* ENTRIES SUPPLIED
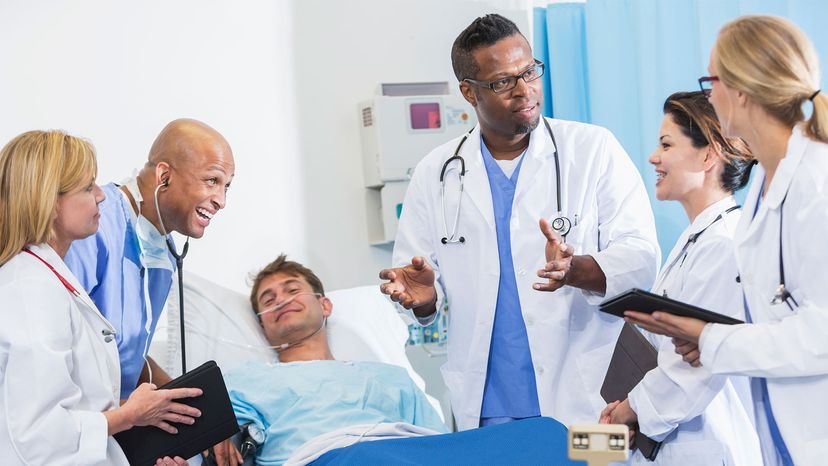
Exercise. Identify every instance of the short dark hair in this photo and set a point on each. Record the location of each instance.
(695, 115)
(282, 265)
(482, 32)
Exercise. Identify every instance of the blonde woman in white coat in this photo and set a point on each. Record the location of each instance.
(764, 73)
(59, 368)
(701, 418)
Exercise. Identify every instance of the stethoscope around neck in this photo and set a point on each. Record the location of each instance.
(561, 224)
(179, 263)
(782, 294)
(691, 239)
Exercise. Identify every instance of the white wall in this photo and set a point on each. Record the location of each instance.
(280, 79)
(117, 72)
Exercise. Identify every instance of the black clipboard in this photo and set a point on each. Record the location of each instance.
(644, 301)
(632, 358)
(144, 445)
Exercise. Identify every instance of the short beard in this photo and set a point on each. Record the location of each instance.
(528, 128)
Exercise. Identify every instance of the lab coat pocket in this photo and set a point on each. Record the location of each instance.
(700, 453)
(815, 451)
(592, 367)
(460, 403)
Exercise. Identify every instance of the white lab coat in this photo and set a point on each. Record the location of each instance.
(701, 418)
(789, 348)
(570, 340)
(57, 374)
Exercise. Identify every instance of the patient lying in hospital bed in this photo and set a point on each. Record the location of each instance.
(309, 393)
(320, 409)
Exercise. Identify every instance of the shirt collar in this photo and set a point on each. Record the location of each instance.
(781, 181)
(710, 213)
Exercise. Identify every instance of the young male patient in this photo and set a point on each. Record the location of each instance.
(309, 393)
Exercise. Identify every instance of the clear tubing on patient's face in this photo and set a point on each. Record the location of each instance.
(281, 304)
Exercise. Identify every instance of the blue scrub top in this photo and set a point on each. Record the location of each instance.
(510, 390)
(108, 265)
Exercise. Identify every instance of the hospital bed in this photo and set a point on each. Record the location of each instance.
(364, 326)
(221, 325)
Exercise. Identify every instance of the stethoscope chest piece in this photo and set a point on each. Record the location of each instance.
(562, 225)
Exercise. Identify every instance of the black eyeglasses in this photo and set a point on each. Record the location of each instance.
(706, 84)
(508, 83)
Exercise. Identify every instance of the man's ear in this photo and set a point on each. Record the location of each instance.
(468, 93)
(162, 174)
(327, 306)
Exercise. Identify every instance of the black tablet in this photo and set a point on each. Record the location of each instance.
(644, 301)
(143, 445)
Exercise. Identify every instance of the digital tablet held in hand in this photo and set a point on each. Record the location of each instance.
(644, 301)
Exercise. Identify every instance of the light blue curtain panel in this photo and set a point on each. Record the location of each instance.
(613, 62)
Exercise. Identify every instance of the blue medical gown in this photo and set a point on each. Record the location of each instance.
(108, 265)
(294, 402)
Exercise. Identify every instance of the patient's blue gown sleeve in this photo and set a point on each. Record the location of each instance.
(295, 402)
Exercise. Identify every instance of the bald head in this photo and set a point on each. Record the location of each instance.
(186, 177)
(184, 142)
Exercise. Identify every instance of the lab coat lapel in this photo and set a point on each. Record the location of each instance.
(777, 191)
(538, 154)
(477, 180)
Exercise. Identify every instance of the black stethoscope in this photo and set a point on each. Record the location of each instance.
(682, 255)
(782, 294)
(179, 263)
(561, 224)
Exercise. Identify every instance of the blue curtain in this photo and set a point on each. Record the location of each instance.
(613, 62)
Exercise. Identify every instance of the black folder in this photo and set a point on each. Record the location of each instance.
(644, 301)
(632, 358)
(144, 445)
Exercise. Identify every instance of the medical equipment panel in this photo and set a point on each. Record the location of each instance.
(399, 130)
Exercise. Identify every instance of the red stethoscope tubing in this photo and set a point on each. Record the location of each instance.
(63, 280)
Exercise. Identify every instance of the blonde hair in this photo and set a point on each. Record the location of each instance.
(775, 64)
(35, 168)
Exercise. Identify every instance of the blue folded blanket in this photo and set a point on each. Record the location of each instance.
(539, 440)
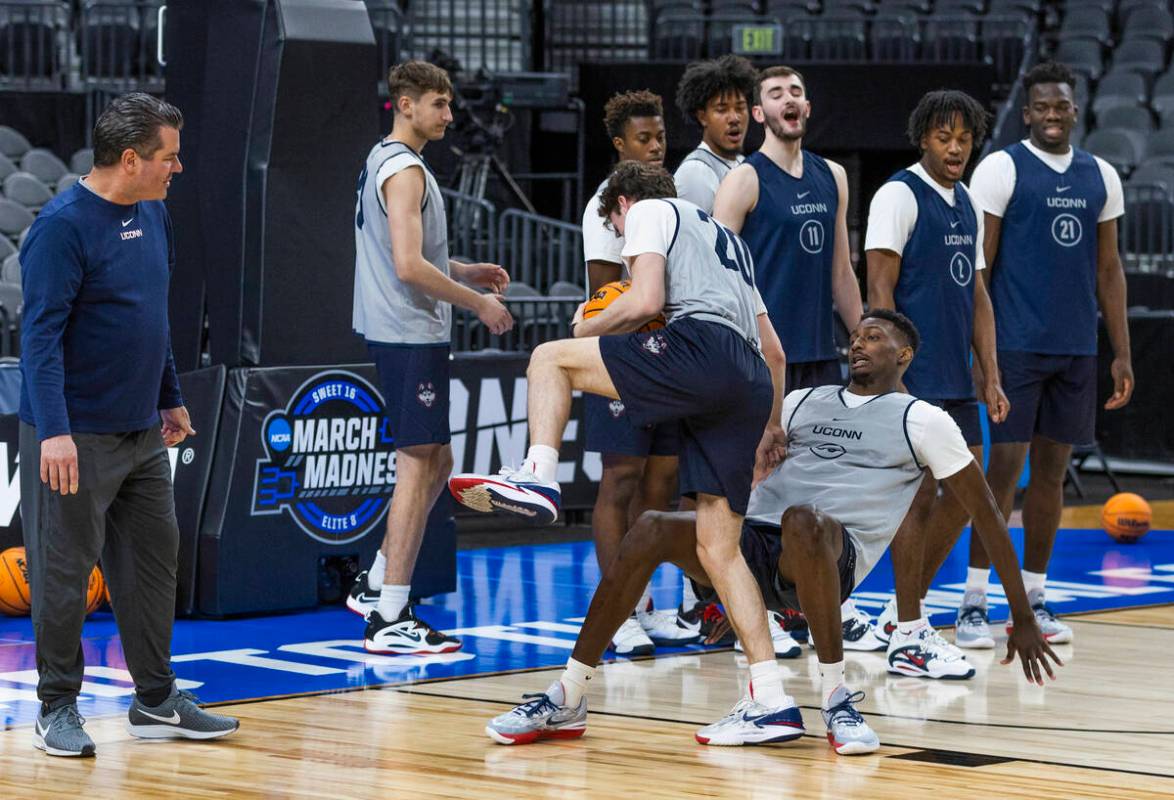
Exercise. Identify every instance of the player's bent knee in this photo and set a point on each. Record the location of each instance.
(803, 526)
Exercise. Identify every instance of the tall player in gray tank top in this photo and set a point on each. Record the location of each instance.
(404, 289)
(707, 369)
(714, 95)
(850, 474)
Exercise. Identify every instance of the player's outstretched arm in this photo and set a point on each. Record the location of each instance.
(970, 486)
(736, 196)
(632, 309)
(403, 194)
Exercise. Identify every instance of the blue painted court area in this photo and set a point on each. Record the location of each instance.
(517, 607)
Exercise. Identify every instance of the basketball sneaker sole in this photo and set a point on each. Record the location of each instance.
(534, 735)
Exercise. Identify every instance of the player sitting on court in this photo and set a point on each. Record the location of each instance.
(815, 528)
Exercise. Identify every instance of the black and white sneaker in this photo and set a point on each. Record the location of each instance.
(179, 717)
(406, 636)
(363, 599)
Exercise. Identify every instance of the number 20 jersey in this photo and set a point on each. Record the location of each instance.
(708, 271)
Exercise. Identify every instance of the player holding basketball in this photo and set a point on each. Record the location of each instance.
(1051, 215)
(714, 95)
(404, 289)
(784, 201)
(924, 253)
(815, 528)
(639, 461)
(704, 369)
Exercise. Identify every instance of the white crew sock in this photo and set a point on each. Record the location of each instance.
(1033, 580)
(542, 462)
(906, 629)
(574, 681)
(831, 677)
(392, 600)
(375, 575)
(978, 579)
(767, 685)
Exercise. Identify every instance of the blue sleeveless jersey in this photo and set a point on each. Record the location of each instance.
(1044, 283)
(791, 235)
(936, 290)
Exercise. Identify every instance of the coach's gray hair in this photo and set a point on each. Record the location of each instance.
(133, 120)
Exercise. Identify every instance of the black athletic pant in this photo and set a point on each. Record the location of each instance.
(123, 512)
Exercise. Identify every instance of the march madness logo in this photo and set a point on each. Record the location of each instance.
(330, 458)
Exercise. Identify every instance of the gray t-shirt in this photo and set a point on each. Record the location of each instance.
(385, 308)
(858, 459)
(708, 270)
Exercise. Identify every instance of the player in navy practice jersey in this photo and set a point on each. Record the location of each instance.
(1051, 214)
(716, 368)
(924, 254)
(639, 462)
(790, 207)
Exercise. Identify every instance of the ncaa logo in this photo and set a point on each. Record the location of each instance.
(960, 269)
(1066, 230)
(329, 461)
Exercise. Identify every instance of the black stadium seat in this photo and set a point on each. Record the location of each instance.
(1115, 147)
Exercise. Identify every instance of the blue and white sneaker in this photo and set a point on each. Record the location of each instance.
(750, 723)
(542, 716)
(515, 491)
(858, 632)
(1053, 630)
(848, 733)
(972, 629)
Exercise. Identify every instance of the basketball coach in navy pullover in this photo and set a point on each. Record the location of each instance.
(100, 404)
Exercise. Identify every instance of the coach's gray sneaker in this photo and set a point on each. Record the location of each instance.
(179, 717)
(60, 733)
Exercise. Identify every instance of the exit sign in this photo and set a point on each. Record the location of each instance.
(758, 39)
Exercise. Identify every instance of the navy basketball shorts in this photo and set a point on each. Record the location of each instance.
(415, 383)
(707, 376)
(762, 544)
(611, 432)
(965, 415)
(1053, 396)
(811, 374)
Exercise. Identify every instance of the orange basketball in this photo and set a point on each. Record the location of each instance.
(14, 593)
(606, 294)
(1127, 517)
(95, 591)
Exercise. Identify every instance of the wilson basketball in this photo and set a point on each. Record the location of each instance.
(1127, 517)
(606, 294)
(14, 595)
(95, 591)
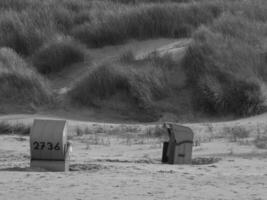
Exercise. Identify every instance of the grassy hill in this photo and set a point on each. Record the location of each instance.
(221, 72)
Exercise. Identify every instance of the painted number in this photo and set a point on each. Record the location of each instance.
(46, 145)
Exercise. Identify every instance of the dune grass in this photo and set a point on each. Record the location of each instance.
(20, 84)
(145, 21)
(224, 64)
(18, 129)
(58, 55)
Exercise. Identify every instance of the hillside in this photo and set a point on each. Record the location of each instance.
(134, 60)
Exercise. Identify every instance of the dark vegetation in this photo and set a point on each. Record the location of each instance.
(19, 129)
(225, 65)
(20, 85)
(57, 55)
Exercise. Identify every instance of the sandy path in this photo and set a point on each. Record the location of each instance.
(97, 56)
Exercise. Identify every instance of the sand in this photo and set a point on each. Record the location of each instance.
(128, 165)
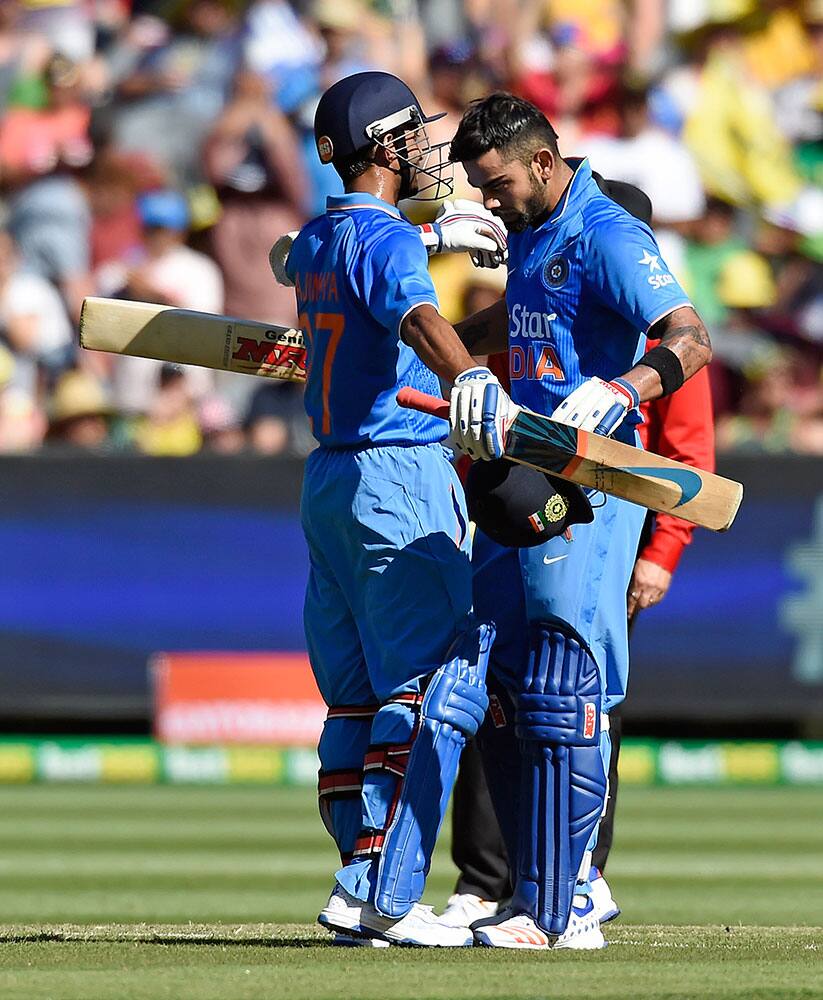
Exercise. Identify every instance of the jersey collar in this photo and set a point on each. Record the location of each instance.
(578, 191)
(357, 200)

* GIVEN REQUEST
Output nothing but the lines from the line with "Exercise. Identify every instance of the wilson" through the last line of the material above, please, word for word and without the pictures.

* TASK ANSWER
Exercise. Identify every instance of the wilson basketball in this photo and set a point on each. Record the location of each instance.
(1127, 517)
(606, 294)
(14, 595)
(95, 591)
Exercise. Identify every instance of the grassy hill in this photo and set a point on each. Record the location of each instance.
(221, 72)
Exercise. Identify every instance of the painted number in this photo and set a point on each. Record the location of each instance.
(46, 145)
Exercise. Identify every instance of the dune grass in this photo and set a point on each. Record the location of each instance.
(20, 84)
(145, 21)
(224, 64)
(18, 129)
(58, 55)
Exercise. Identify every instance of the hillside in this photo and set a point on each. Record the location of each instance.
(134, 60)
Exercise. Identify every instance of the dark vegetation in this photo and set a point on each. Record the location of each instance.
(19, 129)
(225, 65)
(20, 85)
(57, 55)
Exercise. Identify every instance of the sandy path in this photo and set a point on each. Record the location of each instance.
(97, 56)
Exercise. Identify every instance of the sand in this photo and set a point on each. Record the location of each instance.
(128, 165)
Exercise. Identify every instance of the jersey collar in this photo and set a point on each. Record the location of each instance.
(578, 191)
(357, 200)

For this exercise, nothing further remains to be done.